# RECORD EXCERPTS start
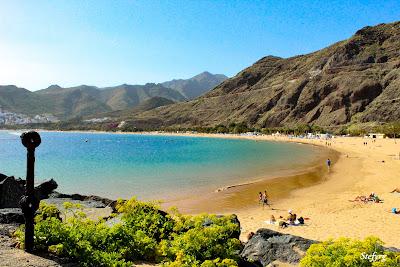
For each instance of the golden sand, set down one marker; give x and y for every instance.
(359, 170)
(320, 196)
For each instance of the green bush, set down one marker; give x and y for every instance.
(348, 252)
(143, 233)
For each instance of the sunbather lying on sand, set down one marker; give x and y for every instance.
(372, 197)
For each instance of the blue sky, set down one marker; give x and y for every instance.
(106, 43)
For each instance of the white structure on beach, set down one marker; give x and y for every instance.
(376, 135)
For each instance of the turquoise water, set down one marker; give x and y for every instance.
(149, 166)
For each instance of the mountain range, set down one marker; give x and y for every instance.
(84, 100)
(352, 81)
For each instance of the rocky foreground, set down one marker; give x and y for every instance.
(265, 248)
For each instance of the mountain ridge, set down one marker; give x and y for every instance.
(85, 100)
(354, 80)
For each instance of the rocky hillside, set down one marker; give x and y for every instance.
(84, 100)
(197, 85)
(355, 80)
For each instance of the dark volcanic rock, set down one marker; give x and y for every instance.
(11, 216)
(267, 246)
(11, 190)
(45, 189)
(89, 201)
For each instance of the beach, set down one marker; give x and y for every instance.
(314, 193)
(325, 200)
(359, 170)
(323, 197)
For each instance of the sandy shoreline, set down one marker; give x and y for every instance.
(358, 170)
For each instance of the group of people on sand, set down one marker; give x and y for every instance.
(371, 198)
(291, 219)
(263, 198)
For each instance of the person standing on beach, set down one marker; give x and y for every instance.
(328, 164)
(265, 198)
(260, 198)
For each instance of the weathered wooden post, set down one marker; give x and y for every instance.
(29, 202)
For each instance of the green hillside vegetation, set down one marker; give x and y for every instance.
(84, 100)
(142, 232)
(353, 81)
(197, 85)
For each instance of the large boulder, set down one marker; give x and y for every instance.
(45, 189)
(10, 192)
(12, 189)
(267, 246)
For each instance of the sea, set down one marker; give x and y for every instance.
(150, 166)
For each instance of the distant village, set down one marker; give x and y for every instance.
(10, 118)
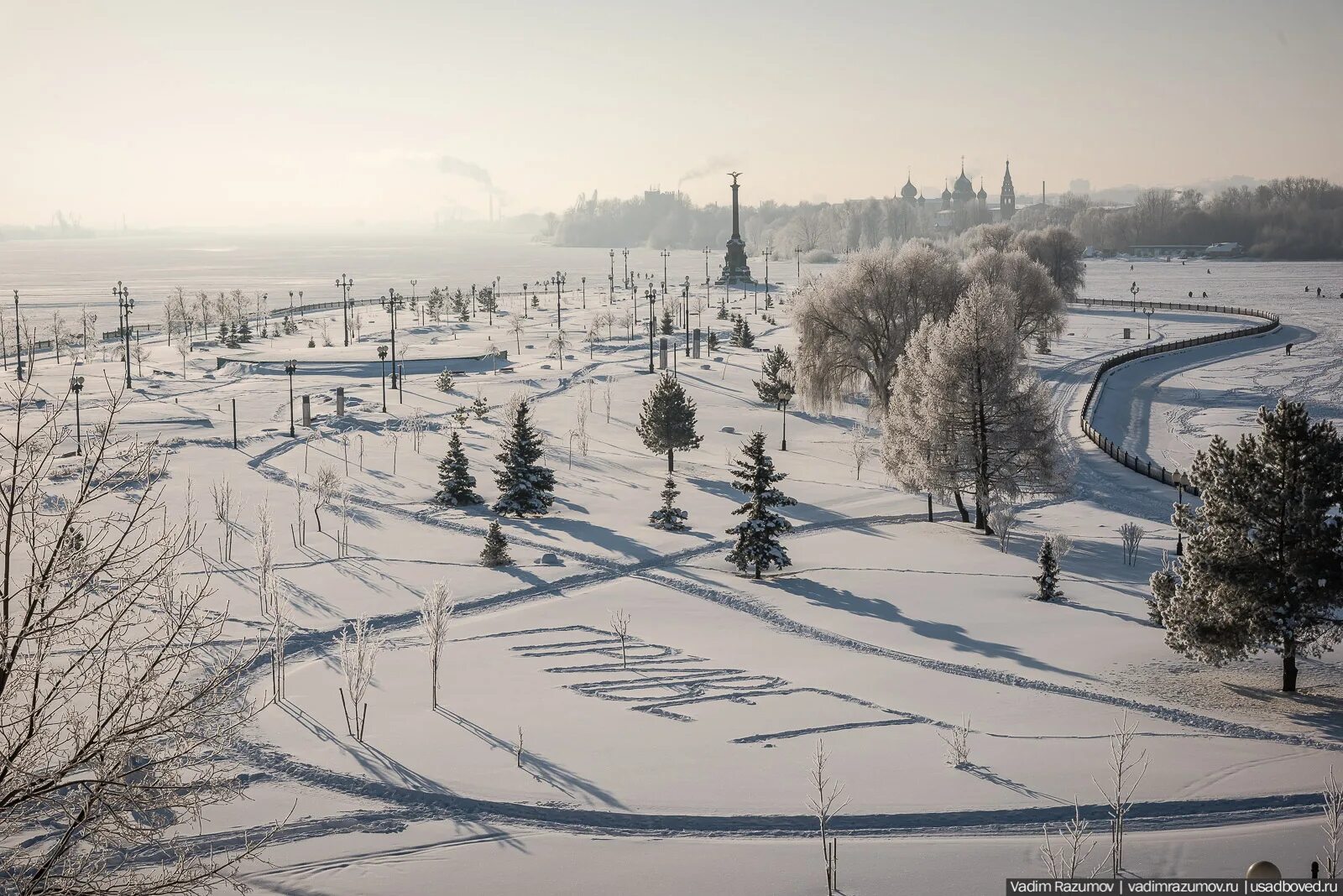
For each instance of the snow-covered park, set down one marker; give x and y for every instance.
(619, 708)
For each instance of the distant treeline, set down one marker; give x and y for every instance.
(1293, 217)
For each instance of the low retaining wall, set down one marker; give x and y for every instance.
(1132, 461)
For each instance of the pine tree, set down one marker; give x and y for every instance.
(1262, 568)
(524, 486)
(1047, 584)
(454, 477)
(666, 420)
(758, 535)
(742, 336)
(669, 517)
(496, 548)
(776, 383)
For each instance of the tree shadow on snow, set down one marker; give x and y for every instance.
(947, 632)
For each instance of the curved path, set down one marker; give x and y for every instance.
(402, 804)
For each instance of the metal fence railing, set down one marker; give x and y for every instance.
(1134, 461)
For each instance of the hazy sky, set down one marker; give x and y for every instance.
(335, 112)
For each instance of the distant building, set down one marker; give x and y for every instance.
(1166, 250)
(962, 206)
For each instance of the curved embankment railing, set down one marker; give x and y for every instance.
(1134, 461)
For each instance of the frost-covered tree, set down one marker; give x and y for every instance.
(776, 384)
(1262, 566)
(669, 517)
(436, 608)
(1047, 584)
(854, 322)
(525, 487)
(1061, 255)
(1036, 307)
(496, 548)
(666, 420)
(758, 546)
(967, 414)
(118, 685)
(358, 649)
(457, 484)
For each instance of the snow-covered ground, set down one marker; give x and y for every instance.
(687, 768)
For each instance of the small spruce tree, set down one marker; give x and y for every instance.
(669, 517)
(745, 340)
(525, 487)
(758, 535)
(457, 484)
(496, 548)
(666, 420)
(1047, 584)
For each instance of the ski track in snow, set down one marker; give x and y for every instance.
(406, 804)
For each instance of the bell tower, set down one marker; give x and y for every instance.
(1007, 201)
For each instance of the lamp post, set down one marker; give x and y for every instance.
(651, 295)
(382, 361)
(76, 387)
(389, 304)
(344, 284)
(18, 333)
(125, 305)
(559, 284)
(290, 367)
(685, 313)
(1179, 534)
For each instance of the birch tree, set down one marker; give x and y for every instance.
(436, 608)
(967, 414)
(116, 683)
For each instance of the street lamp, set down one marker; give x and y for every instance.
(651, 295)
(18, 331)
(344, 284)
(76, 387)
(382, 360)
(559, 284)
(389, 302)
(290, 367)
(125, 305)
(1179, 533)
# RECORD EXCERPTS end
Rewrite all of the entries above as a numbered list, leaving out blank lines and the pictures.

### WRITTEN RESPONSE
1. For each instance of the golden sand, set down one marker; give x and y for every instance.
2. (359, 170)
3. (320, 196)
4. For each instance of the green bush, set down one marker; give x and y for every instance.
5. (348, 252)
6. (143, 233)
7. For each instance of the sunbather lying on sand, set down one marker; give x and y for every instance.
8. (372, 197)
9. For each instance of the blue sky, set down one marker; give x and y for every instance.
10. (106, 43)
11. For each instance of the white structure on beach, set down one marker; give x and y for every instance.
12. (376, 135)
13. For each instance of the turquoise water, set down one marker; give x and y for every instance.
14. (149, 166)
15. For each instance of the mountain range, set down one marker; give x and y for every instance.
16. (84, 100)
17. (352, 81)
18. For each instance of the rocky foreground, set down one marker; give x and y for every instance.
19. (265, 248)
20. For each instance of the mountain ridge, set down one marker; give x and y for every instance.
21. (85, 100)
22. (354, 80)
23. For each instance of the rocky hillside, set down one marker; give x and y for every instance.
24. (84, 100)
25. (197, 85)
26. (355, 80)
27. For each instance of the dark volcanic rock, set down one marker; give x and y for every instance.
28. (11, 216)
29. (267, 246)
30. (11, 190)
31. (45, 189)
32. (89, 201)
33. For each instance of the beach, set down one marker; give x and y for every instance.
34. (314, 193)
35. (325, 200)
36. (359, 170)
37. (323, 197)
38. For each instance of the sandy shoreline, set down one marker; give x and y for every instance.
39. (358, 170)
40. For each instance of the group of people on sand, set down one marker; give x and y for every instance.
41. (371, 198)
42. (291, 219)
43. (263, 198)
44. For each instance of the person standing on beach, set down one marker; give x and y for every instance.
45. (328, 164)
46. (265, 198)
47. (260, 198)
48. For each instance of the weathered wooden post, set down one marker; give x and y for every instance.
49. (29, 202)
50. For each instance of the green hillside vegetation, set down one marker; give x and y for every instance.
51. (84, 100)
52. (142, 232)
53. (353, 81)
54. (197, 85)
55. For each instance of the large boulder, set down one marker; give x and y for every instance.
56. (45, 189)
57. (10, 192)
58. (12, 189)
59. (267, 246)
60. For each instance of the sea, set down one marker; give x and y for every instance.
61. (150, 166)
62. For each instance of the distant village, set down one marker; give x and y for every instance.
63. (10, 118)
64. For each instance of the snow-covered park, set down one marker; give x and y for every instance.
65. (619, 708)
66. For each instance of the distant treeline, set down one marker; give x and y for every instance.
67. (1293, 217)
68. For each instance of the low retaining wall, set down one marker; give x and y for every instance.
69. (1132, 461)
70. For each instance of the pine tree, set down one marker; give x and y for every instance.
71. (1262, 568)
72. (524, 486)
73. (1047, 584)
74. (454, 477)
75. (666, 420)
76. (758, 535)
77. (742, 336)
78. (669, 517)
79. (496, 548)
80. (776, 383)
81. For each instance of the tree shadow on snow, set down one marker; give x and y for every instance.
82. (947, 632)
83. For each instance of the curved path, set down one marker; give x and y for every instance.
84. (402, 804)
85. For each instance of the metal fence railing, set down one marker; give x and y for every instance.
86. (1134, 461)
87. For each instance of the hazy sky, set down one marker; give x and y for every instance.
88. (335, 112)
89. For each instance of the distant building, set down one marker; give x and y for every instance.
90. (1166, 250)
91. (962, 206)
92. For each instance of the curved embankment railing, set down one marker; give x and y for every instance.
93. (1134, 461)
94. For each instance of the frost-covered tree, set down one marker; give x and y for every instance.
95. (776, 384)
96. (1262, 566)
97. (669, 517)
98. (436, 608)
99. (1047, 584)
100. (854, 322)
101. (525, 487)
102. (1061, 255)
103. (1036, 307)
104. (496, 548)
105. (666, 420)
106. (758, 546)
107. (967, 414)
108. (118, 685)
109. (358, 649)
110. (457, 484)
111. For each instance of the snow-covered ground, set down one marker; give x and y for every instance.
112. (687, 768)
113. For each instance of the small spruce tree, set down one marker; give x and y for every instance.
114. (669, 517)
115. (745, 340)
116. (525, 487)
117. (758, 535)
118. (457, 484)
119. (496, 548)
120. (666, 420)
121. (1047, 584)
122. For each instance of the ski track in snow, set down one marker; give x and y for every instance.
123. (406, 804)
124. For each instance of the bell tower, set down one marker; give x and y for every instance.
125. (1007, 201)
126. For each instance of the lamp post, set down one marker; give x and y for every instance.
127. (651, 295)
128. (382, 361)
129. (76, 387)
130. (389, 304)
131. (344, 284)
132. (18, 333)
133. (125, 305)
134. (559, 284)
135. (290, 367)
136. (685, 313)
137. (1179, 534)
138. For each instance of the birch tree, set down one marker; give x and y for every instance.
139. (436, 608)
140. (967, 414)
141. (116, 683)
142. For each instance of the street lamp, set down one marker; give x and y for every instance.
143. (651, 295)
144. (18, 331)
145. (344, 284)
146. (76, 387)
147. (382, 360)
148. (559, 284)
149. (389, 302)
150. (290, 367)
151. (125, 305)
152. (1179, 533)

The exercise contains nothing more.